__Task to complete__:
Write out, word for word, every line from the one where "In this exercise you will label the red" occurs to the final line of the entries, and nothing beyond them.

Point localization data
· · ·

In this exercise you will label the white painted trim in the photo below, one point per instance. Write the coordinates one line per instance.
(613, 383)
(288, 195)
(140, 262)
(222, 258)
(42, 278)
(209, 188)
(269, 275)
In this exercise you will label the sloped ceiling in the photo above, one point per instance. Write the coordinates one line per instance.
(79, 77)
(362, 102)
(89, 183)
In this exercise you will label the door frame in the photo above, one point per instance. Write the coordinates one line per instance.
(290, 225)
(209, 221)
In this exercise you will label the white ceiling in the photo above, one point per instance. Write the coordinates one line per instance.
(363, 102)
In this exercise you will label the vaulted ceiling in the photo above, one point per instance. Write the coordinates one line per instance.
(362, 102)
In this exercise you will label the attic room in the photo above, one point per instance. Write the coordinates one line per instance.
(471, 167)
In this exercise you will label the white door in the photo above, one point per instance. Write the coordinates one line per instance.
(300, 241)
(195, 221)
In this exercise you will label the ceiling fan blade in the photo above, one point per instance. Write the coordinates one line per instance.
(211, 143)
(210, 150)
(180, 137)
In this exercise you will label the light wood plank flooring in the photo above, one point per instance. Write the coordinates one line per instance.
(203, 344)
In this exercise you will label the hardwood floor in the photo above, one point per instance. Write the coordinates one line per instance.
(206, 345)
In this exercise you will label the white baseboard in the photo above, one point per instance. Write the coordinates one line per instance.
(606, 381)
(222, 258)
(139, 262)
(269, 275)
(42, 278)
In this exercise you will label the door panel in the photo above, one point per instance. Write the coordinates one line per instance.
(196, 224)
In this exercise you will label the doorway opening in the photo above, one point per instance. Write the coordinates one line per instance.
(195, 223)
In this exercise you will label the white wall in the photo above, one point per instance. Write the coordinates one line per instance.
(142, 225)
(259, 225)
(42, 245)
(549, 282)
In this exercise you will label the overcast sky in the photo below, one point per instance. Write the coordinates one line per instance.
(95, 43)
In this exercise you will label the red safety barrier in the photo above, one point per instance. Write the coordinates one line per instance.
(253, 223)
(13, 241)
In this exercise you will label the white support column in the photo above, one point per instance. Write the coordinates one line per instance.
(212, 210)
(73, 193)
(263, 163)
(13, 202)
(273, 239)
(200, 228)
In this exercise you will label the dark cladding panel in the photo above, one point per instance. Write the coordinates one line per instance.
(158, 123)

· · ·

__Exercise output__:
In this exercise you will label the red safety barrier in the photo above, one point per instance. Write the coordinates one line per instance.
(253, 223)
(13, 241)
In this exercise you will label the white support column in the photo above, one point per instance. Write the coordinates one line per instance.
(212, 210)
(73, 193)
(263, 163)
(13, 202)
(273, 239)
(200, 228)
In this exercise you will label the dark cladding panel in the photo above, one point per instance. Write the coordinates one line per instance.
(158, 123)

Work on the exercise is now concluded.